§ **Aim of the task**:
Count lines holding the string "instance" in the data that follows. Reply with one number only.

Collected data:
----------------

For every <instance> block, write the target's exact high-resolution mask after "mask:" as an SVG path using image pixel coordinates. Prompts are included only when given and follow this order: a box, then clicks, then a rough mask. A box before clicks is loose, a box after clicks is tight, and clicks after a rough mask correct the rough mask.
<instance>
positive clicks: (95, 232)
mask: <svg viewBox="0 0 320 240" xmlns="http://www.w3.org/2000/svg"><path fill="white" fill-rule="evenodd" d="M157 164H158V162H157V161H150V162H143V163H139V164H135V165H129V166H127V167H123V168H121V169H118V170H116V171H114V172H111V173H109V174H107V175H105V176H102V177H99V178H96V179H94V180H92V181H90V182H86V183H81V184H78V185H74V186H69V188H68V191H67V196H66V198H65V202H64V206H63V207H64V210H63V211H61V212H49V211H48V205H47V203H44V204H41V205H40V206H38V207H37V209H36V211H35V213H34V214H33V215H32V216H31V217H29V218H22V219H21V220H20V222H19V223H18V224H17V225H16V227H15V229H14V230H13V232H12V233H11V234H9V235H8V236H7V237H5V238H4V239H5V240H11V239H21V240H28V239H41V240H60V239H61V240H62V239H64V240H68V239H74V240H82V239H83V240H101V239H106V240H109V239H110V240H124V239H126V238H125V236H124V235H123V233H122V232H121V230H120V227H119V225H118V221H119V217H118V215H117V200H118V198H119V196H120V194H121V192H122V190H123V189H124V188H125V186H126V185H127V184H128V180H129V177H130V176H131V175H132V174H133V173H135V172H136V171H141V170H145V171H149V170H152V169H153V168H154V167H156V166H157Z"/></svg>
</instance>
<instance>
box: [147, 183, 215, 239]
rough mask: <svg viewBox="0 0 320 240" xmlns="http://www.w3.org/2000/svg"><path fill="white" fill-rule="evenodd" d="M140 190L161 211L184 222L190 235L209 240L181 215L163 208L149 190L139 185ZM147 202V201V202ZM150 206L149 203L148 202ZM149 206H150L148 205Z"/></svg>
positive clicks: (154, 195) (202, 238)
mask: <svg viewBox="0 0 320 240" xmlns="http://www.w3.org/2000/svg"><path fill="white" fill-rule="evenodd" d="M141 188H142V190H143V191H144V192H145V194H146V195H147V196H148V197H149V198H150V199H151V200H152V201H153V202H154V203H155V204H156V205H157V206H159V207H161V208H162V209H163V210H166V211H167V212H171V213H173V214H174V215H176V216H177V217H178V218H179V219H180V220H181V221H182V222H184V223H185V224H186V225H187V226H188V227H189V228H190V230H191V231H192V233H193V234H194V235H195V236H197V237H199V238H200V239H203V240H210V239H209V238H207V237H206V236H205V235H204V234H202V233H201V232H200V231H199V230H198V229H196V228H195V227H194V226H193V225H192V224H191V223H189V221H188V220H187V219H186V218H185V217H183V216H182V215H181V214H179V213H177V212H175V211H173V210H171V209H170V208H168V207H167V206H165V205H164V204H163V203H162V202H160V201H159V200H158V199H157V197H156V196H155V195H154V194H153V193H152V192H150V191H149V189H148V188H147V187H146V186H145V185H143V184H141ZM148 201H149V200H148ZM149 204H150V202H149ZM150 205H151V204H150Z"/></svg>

----------------

§ **Written response**:
4